**Work required**:
Could you return only the lines that run from the line with "the eyeglass frame" through the final line of the data, exactly as they stand?
Start of Data shown
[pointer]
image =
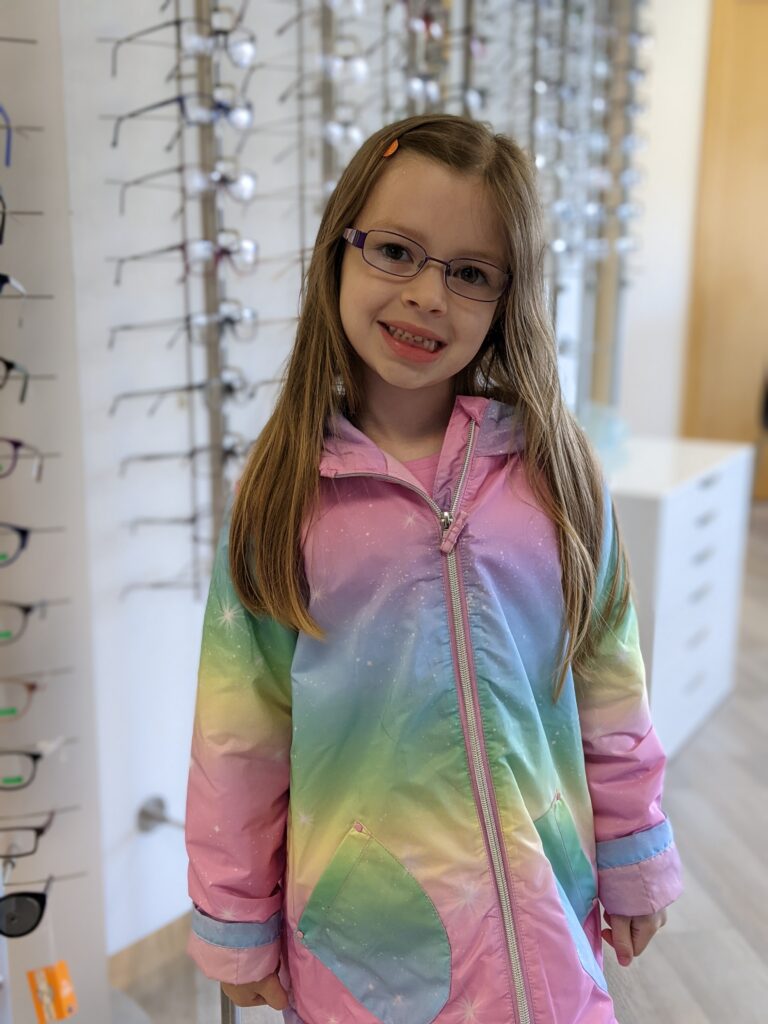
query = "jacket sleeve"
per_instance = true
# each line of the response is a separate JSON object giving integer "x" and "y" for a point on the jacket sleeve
{"x": 638, "y": 865}
{"x": 237, "y": 801}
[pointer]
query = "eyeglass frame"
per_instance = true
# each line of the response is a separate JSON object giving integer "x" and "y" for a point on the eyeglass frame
{"x": 223, "y": 320}
{"x": 8, "y": 133}
{"x": 16, "y": 445}
{"x": 219, "y": 109}
{"x": 39, "y": 832}
{"x": 23, "y": 532}
{"x": 27, "y": 610}
{"x": 357, "y": 239}
{"x": 11, "y": 367}
{"x": 176, "y": 23}
{"x": 32, "y": 690}
{"x": 221, "y": 250}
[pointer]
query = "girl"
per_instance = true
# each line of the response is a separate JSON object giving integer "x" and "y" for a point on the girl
{"x": 422, "y": 748}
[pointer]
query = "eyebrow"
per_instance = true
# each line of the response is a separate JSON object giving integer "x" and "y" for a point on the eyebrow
{"x": 407, "y": 232}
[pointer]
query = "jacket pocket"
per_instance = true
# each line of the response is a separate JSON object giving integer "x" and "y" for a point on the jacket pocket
{"x": 370, "y": 922}
{"x": 574, "y": 879}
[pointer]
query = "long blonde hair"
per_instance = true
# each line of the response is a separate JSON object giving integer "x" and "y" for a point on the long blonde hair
{"x": 516, "y": 365}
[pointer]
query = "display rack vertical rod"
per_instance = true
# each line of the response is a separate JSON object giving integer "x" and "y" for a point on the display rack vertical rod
{"x": 606, "y": 354}
{"x": 190, "y": 411}
{"x": 468, "y": 61}
{"x": 559, "y": 143}
{"x": 209, "y": 221}
{"x": 622, "y": 283}
{"x": 328, "y": 35}
{"x": 301, "y": 152}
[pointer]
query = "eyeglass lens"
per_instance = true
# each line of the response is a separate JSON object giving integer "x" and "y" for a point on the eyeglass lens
End of Data shown
**Answer below**:
# each line of the response is a separate JSON object giving integer "x" and "y" for a point on the eyeglass frame
{"x": 223, "y": 320}
{"x": 8, "y": 133}
{"x": 16, "y": 445}
{"x": 219, "y": 109}
{"x": 39, "y": 832}
{"x": 23, "y": 532}
{"x": 27, "y": 610}
{"x": 357, "y": 239}
{"x": 11, "y": 367}
{"x": 176, "y": 23}
{"x": 32, "y": 690}
{"x": 221, "y": 250}
[pointer]
query = "girl"
per_instance = true
# each line of the response is a separate JSON object giving integer "x" and "y" for a point on the girl
{"x": 422, "y": 748}
[pointer]
query = "eyebrow"
per_instance = true
# each line of the response is a separate JSON object giving integer "x" and "y" for a point on the eyebrow
{"x": 407, "y": 232}
[pointer]
query = "jacket pocket"
per_instance = true
# each line of the response is a separate JSON object giving integer "x" and "y" for a point on the jacket pocket
{"x": 370, "y": 922}
{"x": 574, "y": 879}
[pointer]
query = "long blonde hair"
per_instance = true
# each line of the response is a separate JSON object giving integer "x" and "y" for a point on the long blonde hair
{"x": 516, "y": 365}
[pointer]
query = "display rack vertical rod"
per_instance = true
# each line of the response is a separate JSON object giving integer "x" and "y" for a point on the display rack vertical rod
{"x": 606, "y": 354}
{"x": 190, "y": 411}
{"x": 468, "y": 61}
{"x": 559, "y": 143}
{"x": 209, "y": 221}
{"x": 622, "y": 283}
{"x": 328, "y": 35}
{"x": 301, "y": 152}
[pointer]
query = "eyeglass lens"
per_instance = true
# each line of the response is a separate JSON object giving integer "x" and "y" for a point on the eyeglass lens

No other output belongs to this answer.